Fragmento mostrado:
▽
Colusión en pospandemia
José Miguel De la Calle
Socio de Garrigues
Recordemos que la colusión hace referencia a cualquier tipo de manipulación realizada en un proceso de contratación pública y que dicha práctica es tipificada como una conducta contraria a la libre competencia por el numeral 9º del artículo 47 del Decreto 2153 de 1992, norma que prohíbe los acuerdos que “tengan por objeto la colusión en las licitaciones o concursos o los que tengan como efecto la distribución de adjudicaciones de contratos, distribución de concursos o fijación de términos de las propuestas”.
La colusión atenta contra la competencia, al igual que lo hace un cartel de precios, en la medida en que tiene la potencialidad de alterar el resultado de un concurso en provecho ilegítimo de uno o varios de los aspirantes a un contrato, generando un daño en cabeza de los demás competidores, y un daño en el mercado y los consumidores finales. La colusión, como una forma de corrupción, puede llevar al máximo extremo los efectos más adversos posibles de cualquier práctica anticompetitiva, como la reducción de los niveles de competencia, el aumento de precios, la reducción de los índices de innovación y la reducción de la calidad de los productos o servicios.
Las conductas colusivas involucran normalmente a dos o más aspirantes a un contrato y, en ocasiones, a funcionarios de las entidades contratantes. Entre las formas más comunes de colusión están: (i) la simple presentación de varias propuestas por agentes aparentemente independientes, pero que en realidad tienen un acuerdo secreto para actuar coordinadamente y repartirse el contrato, por vía de subcontratación o por algún otro medio; (ii) la presentación de propuestas artificialmente bajas para alterar la fórmula de evaluación, con apoyo en la teoría de juegos; (iii) el compromiso de no presentar oferta, a cambio de una compensación; (iv) la repartición de mercados o el acuerdo de rotarse por periodos o regiones.
△
Datos para revisar:
▽
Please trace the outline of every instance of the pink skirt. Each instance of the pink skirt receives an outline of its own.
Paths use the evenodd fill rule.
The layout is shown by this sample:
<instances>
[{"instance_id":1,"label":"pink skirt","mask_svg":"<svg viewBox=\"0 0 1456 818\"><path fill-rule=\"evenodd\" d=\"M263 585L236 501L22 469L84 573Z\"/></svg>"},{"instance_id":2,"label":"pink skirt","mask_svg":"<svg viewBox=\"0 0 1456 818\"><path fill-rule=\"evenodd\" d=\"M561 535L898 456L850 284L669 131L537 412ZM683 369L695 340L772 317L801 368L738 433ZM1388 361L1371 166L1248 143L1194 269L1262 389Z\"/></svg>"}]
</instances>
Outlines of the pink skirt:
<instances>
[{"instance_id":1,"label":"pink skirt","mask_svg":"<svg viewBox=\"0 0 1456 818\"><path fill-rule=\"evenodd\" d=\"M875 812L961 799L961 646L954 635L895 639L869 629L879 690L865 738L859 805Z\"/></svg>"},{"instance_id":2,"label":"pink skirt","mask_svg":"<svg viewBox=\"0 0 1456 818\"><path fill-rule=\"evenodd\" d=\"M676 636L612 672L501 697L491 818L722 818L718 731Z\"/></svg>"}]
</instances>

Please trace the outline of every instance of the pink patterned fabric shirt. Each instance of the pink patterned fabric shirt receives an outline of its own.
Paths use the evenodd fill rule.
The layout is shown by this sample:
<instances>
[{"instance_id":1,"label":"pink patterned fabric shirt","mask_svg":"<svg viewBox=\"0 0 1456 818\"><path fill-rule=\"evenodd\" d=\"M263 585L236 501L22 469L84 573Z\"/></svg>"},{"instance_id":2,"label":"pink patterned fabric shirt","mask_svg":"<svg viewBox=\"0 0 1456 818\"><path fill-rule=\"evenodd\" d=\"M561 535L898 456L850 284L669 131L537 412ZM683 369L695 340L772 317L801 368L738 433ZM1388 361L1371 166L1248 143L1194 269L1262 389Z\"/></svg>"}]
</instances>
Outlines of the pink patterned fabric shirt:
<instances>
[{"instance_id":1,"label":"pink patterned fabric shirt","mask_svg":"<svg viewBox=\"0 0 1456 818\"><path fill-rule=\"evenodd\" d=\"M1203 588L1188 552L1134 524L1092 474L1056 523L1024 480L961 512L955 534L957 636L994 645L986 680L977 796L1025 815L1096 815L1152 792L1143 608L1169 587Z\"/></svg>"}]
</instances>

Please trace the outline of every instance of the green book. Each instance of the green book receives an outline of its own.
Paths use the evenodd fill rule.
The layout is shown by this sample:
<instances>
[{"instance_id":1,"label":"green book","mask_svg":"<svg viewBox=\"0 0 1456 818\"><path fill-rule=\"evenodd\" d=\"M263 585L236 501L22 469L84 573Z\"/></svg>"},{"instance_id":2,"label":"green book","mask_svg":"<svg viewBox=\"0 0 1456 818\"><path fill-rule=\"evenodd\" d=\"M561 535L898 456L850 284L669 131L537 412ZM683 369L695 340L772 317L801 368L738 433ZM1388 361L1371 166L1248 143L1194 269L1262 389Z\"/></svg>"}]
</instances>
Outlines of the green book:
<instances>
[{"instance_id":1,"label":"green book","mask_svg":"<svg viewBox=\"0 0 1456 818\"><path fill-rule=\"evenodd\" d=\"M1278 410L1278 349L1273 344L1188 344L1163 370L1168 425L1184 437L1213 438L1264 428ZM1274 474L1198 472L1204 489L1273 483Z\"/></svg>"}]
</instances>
△
Requisitos del ejercicio:
a: Responde estas preguntas sobre el texto sobre la colusión:
(i) ¿Qué decreto tipifica la colusión como conducta contraria a la libre competencia?
(ii) ¿Con qué otra práctica compara el texto la colusión en cuanto a su efecto sobre la competencia?
(iii) ¿A cambio de qué se compromete un aspirante a no presentar oferta?
b: Repite, por favor, sin ningún cambio el tramo del texto sobre la colusión que va desde "Las conductas colusivas" hasta "periodos o regiones.".
c: Prosigue el texto sobre la colusión a partir de su última oración.
Los datos son un material aparte, sin relación con el texto.

Tareas resueltas:
a:
(i) El Decreto 2153 de 1992, en el numeral 9º de su artículo 47.
(ii) Con un cartel de precios.
(iii) A cambio de una compensación.

b:
Las conductas colusivas involucran normalmente a dos o más aspirantes a un contrato y, en ocasiones, a funcionarios de las entidades contratantes. Entre las formas más comunes de colusión están: (i) la simple presentación de varias propuestas por agentes aparentemente independientes, pero que en realidad tienen un acuerdo secreto para actuar coordinadamente y repartirse el contrato, por vía de subcontratación o por algún otro medio; (ii) la presentación de propuestas artificialmente bajas para alterar la fórmula de evaluación, con apoyo en la teoría de juegos; (iii) el compromiso de no presentar oferta, a cambio de una compensación; (iv) la repartición de mercados o el acuerdo de rotarse por periodos o regiones.

c:
Ahora que, con ocasión de la pandemia, muchas entidades han aumentado la utilización de mecanismos virtuales electrónicos para el adelantamiento de procesos contractuales, es importante llamar la atención sobre los riesgos de colusión que pueden exacerbarse por esa razón y sobre las alertas básicas que pueden prender las alarmas sobre una situación de posible colusión. Como lo dice la Guía práctica para combatir la colusión de la Superintendencia de Industria y Comercio (SIC), existen múltiples indicios al respecto, como el desistimiento inesperado de un proponente, la repetición de errores de ortografía o errores aritméticos en varias de las ofertas, la subcontratación de participantes derrotados, el uso de tipografía similar, la presentación de precios muy bajos o por fuera del presupuesto, entre otras. Ninguno de estos elementos puede dar base suficiente por sí solo para imponer una sanción, pero la sumatoria de pruebas o elementos de juicios puede servir de sustento para una decisión definitiva.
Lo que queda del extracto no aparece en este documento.